Route information
- Maintained by ArDOT
- Length: 17.67 mi (28.44 km)
- Existed: June 23, 1965–present

Major junctions
- South end: AR 15 at Newell
- US 82 near El Dorado
- North end: US 167 near Norphlet

Location
- Country: United States
- State: Arkansas
- Counties: Union

Highway system
- Arkansas Highway System; Interstate; US; State; Business; Spurs; Suffixed; Scenic; Heritage;
| ← AR 334 |  | → AR 336 |

= Arkansas Highway 335 =

Highway in Arkansas

Highway 335 (AR 335, Ark. 335, and Hwy. 335) is a north–south state highway in Union County, Arkansas. The highway begins at Highway 15 and runs northeast to U.S. Highway 167 (US 167). It is maintained by the Arkansas Department of Transportation (ArDOT).

==Route description==
Highway 335 partially circles El Dorado within the South Arkansas region. It begins at an intersection with Highway 15 at Newell near Little Cornie Bayou. The highway runs north to a junction with US 82. The two routes form a brief concurrency eastward, before Highway 335 turns north on Wyatt Drive. The highway passes through a flat, forested area typical of the Gulf Coastal Plain, sparsely populated with residences, churches, and three cemeteries. Highway 335 intersects the four-lane divided Highway 7 (Smackover Highway / Scenic 7 Byway) north of El Dorado.

After the intersection, Highway 335 turns north toward Norphlet, where it turns east onto Tate Street and passes south of downtown and crossing the Union Pacific Railway line. East of the town, Highway 335 winds through a sparsely populated rural area, crossing Haynes Creek before terminating at US 167.

The ArDOT maintains Highway 355 like all other parts of the state highway system. As a part of these responsibilities, the department tracks the volume of traffic using its roads in surveys using a metric called average annual daily traffic (AADT). ArDOT estimates the traffic level for a segment of roadway for any average day of the year in these surveys. As of 2016, the highest estimated count was between Highway 7 and Norphlet, with 2,000 vehicles per day (VPD). It drops between 1,000 and 2,000 west of the Highway 7 intersection. East of Norphlet, Highway 335 saw 480 VPD.

No segment of Highway 335 has been listed as part of the National Highway System, a network of roads important to the nation's economy, defense, and mobility.

Data section:
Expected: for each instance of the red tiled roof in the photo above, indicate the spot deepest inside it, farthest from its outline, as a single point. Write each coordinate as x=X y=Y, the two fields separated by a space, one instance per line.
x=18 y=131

Exercises to complete:
(1) Answer these questions from the Highway 335 article, one line each:
(a) What is the total length of the highway?
(b) Onto which street does the highway turn east in Norphlet?
(c) How many vehicles per day were estimated on the highway east of Norphlet as of 2016?
(2) Using the Highway 335 article, explain why ArDOT tracks the volume of traffic on its roads.

Answers for the tasks:
(1)
(a) 17.67 mi (28.44 km)
(b) Tate Street
(c) 480 vehicles per day

(2) ArDOT maintains the highway like all other parts of the state highway system. Tracking the traffic on its roads, through surveys that use average annual daily traffic, is part of those maintenance responsibilities.